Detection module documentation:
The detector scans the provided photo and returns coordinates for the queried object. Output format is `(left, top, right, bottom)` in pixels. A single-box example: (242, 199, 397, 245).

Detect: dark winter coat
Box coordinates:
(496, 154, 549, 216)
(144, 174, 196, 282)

**EXERCISE PROMPT:** Set the data down again in full, exactly as given.

**TASK RESULT:**
Detection module documentation:
The detector scans the provided photo and returns coordinates for the queried object. Output format is `(left, top, right, bottom)` in pixels. A single-box example: (242, 199, 397, 245).

Detect: dark winter coat
Box coordinates:
(496, 154, 549, 216)
(144, 174, 196, 282)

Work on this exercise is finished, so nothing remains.